What the task requires: From the rows below, collect every line that contains the string "nose". Upper and lower case must match.

** start of Input **

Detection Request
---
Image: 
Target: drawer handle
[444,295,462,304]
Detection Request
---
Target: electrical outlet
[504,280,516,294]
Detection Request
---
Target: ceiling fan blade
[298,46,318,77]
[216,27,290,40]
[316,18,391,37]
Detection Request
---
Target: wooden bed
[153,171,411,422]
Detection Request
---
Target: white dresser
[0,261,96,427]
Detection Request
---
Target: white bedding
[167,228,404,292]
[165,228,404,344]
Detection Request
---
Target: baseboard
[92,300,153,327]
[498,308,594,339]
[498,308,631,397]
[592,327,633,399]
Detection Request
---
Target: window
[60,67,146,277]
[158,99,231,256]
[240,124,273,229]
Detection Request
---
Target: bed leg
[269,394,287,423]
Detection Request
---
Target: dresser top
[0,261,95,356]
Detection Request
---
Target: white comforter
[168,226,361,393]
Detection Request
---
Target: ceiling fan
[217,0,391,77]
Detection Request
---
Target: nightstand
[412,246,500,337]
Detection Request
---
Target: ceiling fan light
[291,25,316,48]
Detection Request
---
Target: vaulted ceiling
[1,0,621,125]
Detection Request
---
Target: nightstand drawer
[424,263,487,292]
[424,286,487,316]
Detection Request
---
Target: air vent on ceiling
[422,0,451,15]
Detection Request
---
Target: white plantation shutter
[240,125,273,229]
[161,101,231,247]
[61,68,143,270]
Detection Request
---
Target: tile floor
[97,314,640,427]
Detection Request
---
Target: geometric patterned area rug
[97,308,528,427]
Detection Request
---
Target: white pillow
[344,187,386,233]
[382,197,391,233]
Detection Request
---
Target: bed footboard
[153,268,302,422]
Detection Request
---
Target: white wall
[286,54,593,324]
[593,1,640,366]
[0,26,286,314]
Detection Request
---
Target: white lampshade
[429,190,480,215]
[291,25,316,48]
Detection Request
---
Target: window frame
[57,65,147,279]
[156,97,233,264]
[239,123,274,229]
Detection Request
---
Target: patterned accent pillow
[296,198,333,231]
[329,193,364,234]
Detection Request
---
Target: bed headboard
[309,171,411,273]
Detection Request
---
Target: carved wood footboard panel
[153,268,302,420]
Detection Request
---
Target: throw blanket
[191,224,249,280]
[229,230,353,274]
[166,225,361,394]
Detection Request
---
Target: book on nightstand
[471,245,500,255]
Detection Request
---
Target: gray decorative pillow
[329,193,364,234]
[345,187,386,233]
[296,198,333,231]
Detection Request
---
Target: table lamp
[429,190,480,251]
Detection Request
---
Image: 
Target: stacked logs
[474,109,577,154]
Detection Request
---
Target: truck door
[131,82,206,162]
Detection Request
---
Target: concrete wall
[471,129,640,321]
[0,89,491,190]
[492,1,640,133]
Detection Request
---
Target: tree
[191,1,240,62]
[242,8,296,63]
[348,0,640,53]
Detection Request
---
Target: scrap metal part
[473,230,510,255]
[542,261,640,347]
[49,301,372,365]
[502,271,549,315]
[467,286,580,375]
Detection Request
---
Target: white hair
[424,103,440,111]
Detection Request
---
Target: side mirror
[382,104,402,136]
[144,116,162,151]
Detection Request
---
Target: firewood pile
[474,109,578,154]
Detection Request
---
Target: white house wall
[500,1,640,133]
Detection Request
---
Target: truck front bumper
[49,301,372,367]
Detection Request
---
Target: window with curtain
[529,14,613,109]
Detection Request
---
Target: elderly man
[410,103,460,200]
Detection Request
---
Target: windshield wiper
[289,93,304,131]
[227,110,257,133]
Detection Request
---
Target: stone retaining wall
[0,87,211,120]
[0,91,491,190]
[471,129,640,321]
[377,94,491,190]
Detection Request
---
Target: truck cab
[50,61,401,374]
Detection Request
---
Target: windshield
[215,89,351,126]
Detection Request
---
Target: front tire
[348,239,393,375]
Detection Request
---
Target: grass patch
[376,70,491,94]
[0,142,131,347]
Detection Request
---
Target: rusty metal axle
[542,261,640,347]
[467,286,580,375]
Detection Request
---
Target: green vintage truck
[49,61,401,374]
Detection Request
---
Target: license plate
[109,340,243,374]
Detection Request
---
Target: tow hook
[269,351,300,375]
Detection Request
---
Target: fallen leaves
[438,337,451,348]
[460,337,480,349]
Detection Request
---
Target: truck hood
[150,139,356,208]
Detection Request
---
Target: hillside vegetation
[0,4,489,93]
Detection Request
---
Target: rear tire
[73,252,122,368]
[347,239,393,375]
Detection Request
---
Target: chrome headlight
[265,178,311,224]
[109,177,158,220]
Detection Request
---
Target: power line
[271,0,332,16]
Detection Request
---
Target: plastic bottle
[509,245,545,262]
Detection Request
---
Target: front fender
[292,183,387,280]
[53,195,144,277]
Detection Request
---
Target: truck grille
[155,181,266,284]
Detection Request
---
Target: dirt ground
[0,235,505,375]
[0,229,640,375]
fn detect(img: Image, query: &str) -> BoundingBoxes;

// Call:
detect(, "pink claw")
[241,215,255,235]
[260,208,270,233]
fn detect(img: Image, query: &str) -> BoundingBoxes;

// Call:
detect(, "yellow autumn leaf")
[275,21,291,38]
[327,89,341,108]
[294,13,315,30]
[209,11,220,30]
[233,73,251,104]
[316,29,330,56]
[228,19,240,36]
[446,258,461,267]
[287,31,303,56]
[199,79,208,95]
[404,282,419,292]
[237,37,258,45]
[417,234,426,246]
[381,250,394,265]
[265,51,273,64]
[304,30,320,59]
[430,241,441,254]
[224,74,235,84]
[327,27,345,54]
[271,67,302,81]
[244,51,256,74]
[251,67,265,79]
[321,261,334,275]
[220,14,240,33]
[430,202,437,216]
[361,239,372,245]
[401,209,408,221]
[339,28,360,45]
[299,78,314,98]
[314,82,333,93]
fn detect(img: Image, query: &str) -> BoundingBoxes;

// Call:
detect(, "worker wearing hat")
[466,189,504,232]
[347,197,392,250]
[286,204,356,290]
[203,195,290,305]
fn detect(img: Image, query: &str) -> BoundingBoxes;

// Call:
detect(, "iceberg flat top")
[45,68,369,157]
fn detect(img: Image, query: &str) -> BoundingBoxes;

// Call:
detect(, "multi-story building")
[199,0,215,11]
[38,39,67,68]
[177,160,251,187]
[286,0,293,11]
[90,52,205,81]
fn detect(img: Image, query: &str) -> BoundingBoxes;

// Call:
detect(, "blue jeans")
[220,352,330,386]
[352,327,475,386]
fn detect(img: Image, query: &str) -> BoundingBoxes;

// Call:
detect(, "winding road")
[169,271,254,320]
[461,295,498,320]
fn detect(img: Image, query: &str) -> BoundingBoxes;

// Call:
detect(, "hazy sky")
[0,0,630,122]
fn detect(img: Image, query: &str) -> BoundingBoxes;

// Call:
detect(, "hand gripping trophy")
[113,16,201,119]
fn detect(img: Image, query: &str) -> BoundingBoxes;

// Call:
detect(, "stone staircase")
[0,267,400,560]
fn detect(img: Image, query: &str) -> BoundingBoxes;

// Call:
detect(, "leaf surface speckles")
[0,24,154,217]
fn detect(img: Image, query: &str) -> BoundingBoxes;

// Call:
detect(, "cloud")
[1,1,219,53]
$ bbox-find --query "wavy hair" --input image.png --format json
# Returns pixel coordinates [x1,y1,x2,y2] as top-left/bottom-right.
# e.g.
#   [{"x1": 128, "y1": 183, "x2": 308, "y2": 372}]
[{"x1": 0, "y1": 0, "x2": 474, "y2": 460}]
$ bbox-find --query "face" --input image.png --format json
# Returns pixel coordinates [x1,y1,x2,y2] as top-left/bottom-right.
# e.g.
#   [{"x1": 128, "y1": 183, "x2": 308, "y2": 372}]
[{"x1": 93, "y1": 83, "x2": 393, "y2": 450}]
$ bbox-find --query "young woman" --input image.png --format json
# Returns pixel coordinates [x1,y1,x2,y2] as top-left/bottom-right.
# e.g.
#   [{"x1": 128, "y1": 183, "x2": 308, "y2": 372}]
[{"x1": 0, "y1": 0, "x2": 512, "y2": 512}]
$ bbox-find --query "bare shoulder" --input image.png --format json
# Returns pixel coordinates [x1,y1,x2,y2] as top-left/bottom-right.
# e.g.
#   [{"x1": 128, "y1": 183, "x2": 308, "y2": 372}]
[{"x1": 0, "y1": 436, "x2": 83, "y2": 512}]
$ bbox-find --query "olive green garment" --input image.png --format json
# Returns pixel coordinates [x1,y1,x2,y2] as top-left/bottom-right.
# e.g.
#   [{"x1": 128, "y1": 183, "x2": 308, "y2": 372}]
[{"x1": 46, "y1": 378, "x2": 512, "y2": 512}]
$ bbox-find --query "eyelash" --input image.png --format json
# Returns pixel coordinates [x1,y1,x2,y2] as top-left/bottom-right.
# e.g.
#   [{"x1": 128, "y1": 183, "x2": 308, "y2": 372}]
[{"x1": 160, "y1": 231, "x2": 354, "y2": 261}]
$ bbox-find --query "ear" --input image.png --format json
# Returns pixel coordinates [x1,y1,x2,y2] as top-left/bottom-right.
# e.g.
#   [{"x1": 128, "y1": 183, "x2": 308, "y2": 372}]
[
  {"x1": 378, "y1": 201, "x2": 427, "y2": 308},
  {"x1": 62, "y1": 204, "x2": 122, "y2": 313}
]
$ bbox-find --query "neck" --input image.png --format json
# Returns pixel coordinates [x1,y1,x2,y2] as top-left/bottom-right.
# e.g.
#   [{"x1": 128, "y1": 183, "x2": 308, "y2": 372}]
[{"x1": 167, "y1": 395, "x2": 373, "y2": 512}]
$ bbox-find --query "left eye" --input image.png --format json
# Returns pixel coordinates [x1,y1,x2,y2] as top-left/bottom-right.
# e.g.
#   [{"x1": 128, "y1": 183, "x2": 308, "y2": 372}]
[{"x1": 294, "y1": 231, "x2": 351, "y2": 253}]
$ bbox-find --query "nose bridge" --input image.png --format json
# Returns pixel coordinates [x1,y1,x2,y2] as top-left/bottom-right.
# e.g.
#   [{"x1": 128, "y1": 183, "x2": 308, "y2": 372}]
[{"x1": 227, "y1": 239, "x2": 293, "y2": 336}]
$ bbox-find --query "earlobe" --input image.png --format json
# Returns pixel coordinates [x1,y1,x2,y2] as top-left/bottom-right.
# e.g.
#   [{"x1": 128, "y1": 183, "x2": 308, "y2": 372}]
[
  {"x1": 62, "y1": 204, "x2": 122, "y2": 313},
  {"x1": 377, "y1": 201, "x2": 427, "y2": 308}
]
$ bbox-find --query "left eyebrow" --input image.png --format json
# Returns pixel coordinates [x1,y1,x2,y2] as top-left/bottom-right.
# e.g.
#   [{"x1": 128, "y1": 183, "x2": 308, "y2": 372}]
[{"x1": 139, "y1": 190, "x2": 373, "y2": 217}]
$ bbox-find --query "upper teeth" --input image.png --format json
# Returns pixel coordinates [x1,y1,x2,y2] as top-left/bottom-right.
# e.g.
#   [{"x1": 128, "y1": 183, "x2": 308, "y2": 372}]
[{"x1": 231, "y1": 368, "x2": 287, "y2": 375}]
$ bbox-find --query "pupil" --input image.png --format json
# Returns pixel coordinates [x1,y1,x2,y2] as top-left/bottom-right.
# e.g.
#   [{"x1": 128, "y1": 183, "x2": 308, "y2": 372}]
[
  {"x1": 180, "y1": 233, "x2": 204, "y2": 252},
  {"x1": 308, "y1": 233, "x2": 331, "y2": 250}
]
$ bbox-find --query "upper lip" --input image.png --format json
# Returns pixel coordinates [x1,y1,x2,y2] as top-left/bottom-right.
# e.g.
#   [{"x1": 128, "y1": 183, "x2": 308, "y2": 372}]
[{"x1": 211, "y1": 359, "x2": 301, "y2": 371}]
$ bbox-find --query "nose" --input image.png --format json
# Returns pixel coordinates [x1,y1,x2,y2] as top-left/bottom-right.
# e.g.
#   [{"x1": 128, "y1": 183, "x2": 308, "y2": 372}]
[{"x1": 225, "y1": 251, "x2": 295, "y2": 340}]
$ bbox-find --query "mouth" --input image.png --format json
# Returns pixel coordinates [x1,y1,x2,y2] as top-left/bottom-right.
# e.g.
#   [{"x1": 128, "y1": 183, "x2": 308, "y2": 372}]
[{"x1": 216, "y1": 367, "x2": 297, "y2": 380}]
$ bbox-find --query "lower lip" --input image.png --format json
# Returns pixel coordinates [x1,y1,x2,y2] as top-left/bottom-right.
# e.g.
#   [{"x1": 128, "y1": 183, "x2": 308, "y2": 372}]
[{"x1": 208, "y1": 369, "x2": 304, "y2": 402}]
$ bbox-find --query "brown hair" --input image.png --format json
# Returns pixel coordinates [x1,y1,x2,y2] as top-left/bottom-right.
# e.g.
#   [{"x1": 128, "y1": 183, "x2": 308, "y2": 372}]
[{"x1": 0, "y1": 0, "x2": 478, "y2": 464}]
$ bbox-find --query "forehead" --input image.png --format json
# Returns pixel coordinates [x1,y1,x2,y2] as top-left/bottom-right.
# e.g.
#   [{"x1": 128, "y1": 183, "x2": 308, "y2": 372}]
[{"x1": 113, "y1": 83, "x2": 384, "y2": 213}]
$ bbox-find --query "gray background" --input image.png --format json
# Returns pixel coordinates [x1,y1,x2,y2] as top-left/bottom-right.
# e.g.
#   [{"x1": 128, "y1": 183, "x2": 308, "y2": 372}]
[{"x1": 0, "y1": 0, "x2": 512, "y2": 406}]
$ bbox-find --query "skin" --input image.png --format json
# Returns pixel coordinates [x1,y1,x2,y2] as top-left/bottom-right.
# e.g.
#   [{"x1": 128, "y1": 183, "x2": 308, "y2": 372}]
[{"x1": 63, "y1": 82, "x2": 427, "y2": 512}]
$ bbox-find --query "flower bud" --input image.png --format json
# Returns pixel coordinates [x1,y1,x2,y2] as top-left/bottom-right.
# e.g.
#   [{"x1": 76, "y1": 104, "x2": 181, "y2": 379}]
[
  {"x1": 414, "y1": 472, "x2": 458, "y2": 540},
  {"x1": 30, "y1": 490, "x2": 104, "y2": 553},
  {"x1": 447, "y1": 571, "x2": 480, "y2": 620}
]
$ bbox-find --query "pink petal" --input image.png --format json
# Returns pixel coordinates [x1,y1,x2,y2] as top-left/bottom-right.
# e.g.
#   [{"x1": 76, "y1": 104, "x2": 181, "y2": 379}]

** end of Input **

Task response:
$ bbox-find --query "nose bridge" --input image.png --format json
$ bbox-find --query "nose" --input image.png --format json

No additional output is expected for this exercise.